#### Extracted text:

Background information
- Born: Rufus Johnson July 5, 1976 (age 50) Detroit, Michigan, U.S.
- Genres: Midwestern hip-hop; horrorcore; comedy hip-hop;
- Occupations: Rapper; songwriter; record producer; actor;
- Years active: 1994–present
- Labels: Redhead (current); Majik Ninja; Federation; Koch; Sanctuary; Average Joes; Shady (former);
- Member of: L.A.R.S.;
- Formerly of: Outsidaz; Something Awful; D12; The Frst;

= Bizarre (rapper) =

American rapper (born 1976)

Rufus Johnson (born July 5, 1976), better known by his stage name Bizarre (formerly Bizarre Kid), is an American rapper, best known as a member of the Detroit-based hip-hop group D12.

==Early life==
Bizarre was born Rufus Johnson on July 5, 1976, in Detroit. Bizarre grew up living with his single mother. He started rapping when he was in fifth grade. His teacher thought he was talking to himself, and began calling him 'Bizarre Kid', which eventually led to the stage name 'Bizarre'.

==Career==
=== 1995–2011: D12 and solo career ===

In 1995, Bizarre was invited by Proof to join D12 along with other local Detroit rappers, Kuniva, Kon Artis and Bugz of Da Brigade and former members Fuzz Scoota and Eye Kyu who were all neighborhood friends. He also met Eminem through Proof who was also Eminem’s best friend and hype man. Bizarre used to attend a club on Friday nights called 'The Shelter' in Saint Andrew's Hall, where rap battles were held.

#### Assigned task 1:
Summarize the text on the rapper Bizarre in two sentences.
#### Assigned task 2:
Retype the passage of the text on the rapper Bizarre starting at "Background information" and ending at "hip-hop group D12.".

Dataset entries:
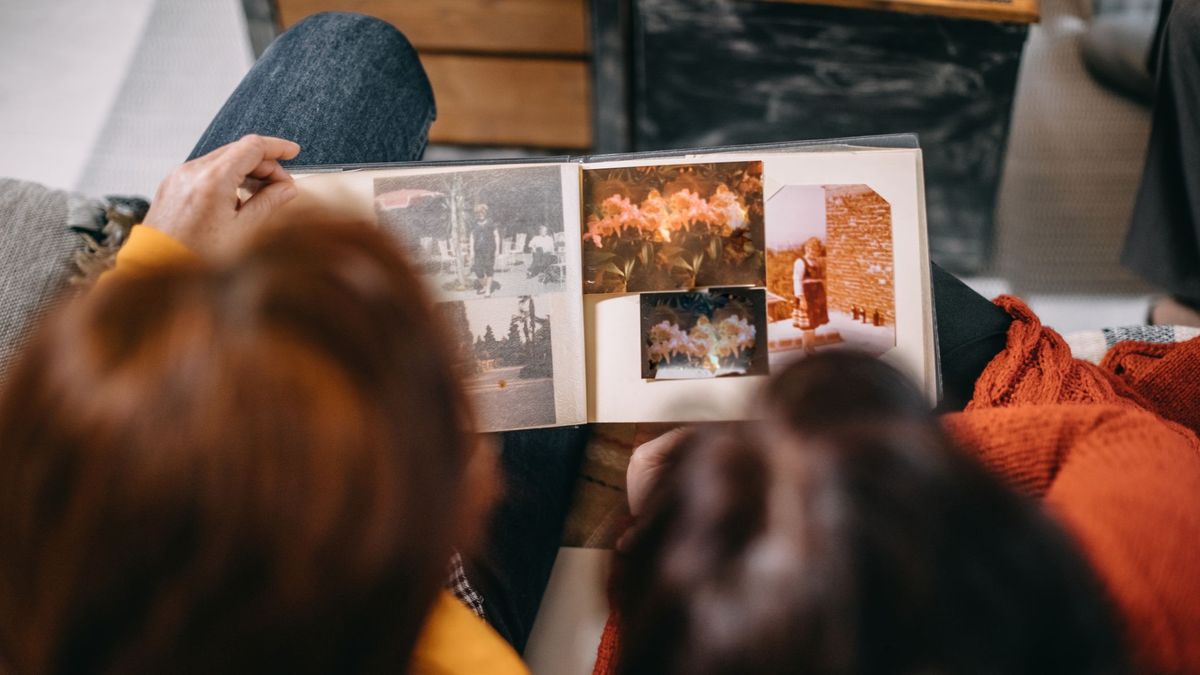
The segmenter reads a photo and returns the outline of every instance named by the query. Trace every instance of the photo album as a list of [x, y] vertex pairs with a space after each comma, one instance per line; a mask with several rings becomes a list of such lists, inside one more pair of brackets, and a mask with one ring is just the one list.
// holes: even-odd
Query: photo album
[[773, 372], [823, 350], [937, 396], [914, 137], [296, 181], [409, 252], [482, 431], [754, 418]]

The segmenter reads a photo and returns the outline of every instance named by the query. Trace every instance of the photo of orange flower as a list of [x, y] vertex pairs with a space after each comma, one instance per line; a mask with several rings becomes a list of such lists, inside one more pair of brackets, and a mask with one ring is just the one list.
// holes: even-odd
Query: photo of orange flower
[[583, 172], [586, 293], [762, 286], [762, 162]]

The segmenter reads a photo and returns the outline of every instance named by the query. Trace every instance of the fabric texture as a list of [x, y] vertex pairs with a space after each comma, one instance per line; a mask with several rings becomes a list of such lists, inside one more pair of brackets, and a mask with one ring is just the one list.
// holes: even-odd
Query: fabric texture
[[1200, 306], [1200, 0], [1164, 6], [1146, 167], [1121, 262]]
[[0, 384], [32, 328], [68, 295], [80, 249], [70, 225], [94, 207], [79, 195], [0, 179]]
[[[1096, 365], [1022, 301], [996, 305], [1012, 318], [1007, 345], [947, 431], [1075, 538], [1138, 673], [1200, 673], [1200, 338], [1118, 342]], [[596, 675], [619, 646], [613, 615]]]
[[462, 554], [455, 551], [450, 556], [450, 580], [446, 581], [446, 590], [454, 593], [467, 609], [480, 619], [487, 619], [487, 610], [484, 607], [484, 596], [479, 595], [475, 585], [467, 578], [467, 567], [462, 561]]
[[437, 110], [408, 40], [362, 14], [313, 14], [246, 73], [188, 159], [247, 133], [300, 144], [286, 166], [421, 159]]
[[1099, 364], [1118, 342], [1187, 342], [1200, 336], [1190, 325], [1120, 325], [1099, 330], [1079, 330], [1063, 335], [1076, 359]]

#### Task result 1:
Rufus Johnson, born July 5, 1976, in Detroit and known by the stage name Bizarre, is an American rapper best known as a member of the Detroit-based hip-hop group D12. He started rapping in fifth grade, took his stage name from the teacher's nickname 'Bizarre Kid', and in 1995 was invited by Proof to join D12, meeting Eminem through Proof as well.

#### Task result 2:
Background information
- Born: Rufus Johnson July 5, 1976 (age 50) Detroit, Michigan, U.S.
- Genres: Midwestern hip-hop; horrorcore; comedy hip-hop;
- Occupations: Rapper; songwriter; record producer; actor;
- Years active: 1994–present
- Labels: Redhead (current); Majik Ninja; Federation; Koch; Sanctuary; Average Joes; Shady (former);
- Member of: L.A.R.S.;
- Formerly of: Outsidaz; Something Awful; D12; The Frst;

= Bizarre (rapper) =

American rapper (born 1976)

Rufus Johnson (born July 5, 1976), better known by his stage name Bizarre (formerly Bizarre Kid), is an American rapper, best known as a member of the Detroit-based hip-hop group D12.